The data →
== == ==
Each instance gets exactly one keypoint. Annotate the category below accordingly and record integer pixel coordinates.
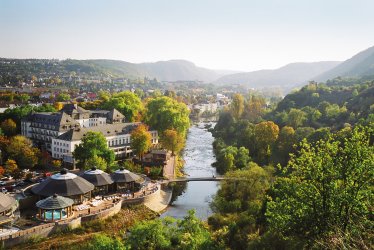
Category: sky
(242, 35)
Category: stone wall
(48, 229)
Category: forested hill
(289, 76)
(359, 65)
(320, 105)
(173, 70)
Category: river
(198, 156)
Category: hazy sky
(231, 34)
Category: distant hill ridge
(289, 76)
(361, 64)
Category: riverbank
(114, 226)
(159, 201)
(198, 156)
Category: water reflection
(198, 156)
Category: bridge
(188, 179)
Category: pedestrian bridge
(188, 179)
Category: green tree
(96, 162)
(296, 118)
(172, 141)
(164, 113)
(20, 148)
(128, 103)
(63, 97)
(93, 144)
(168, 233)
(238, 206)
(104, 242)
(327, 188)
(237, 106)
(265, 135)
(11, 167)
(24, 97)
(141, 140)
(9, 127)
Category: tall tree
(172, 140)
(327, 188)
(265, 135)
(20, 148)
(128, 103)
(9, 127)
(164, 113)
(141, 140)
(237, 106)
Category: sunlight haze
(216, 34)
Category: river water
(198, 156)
== == ==
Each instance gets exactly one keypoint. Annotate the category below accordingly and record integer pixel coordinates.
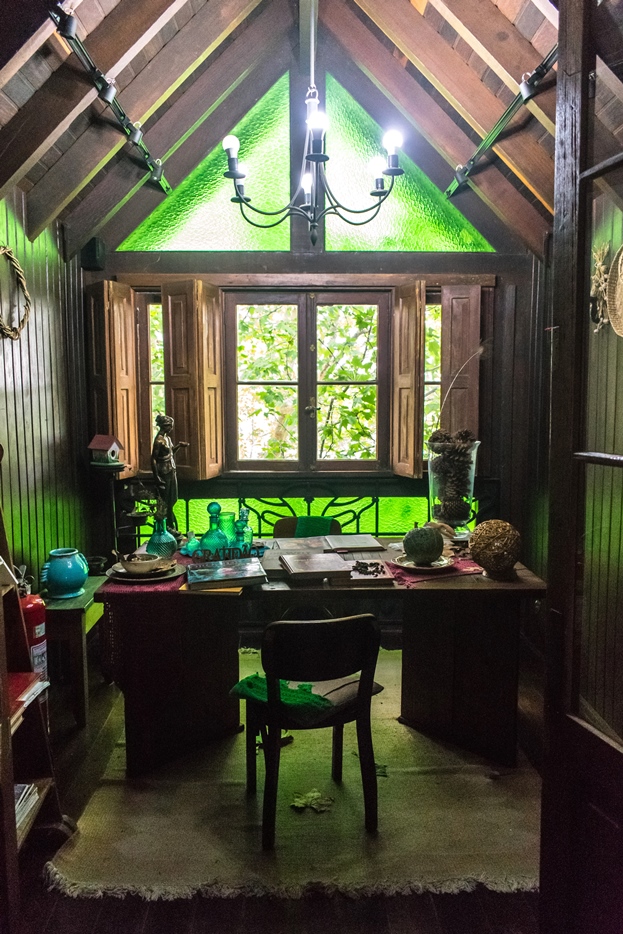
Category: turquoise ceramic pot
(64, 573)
== == ==
Exercise description → Identify each line in the records above that contains the word "bridge" and copy those lines.

Response to this task →
Category: bridge
Category: pedestrian bridge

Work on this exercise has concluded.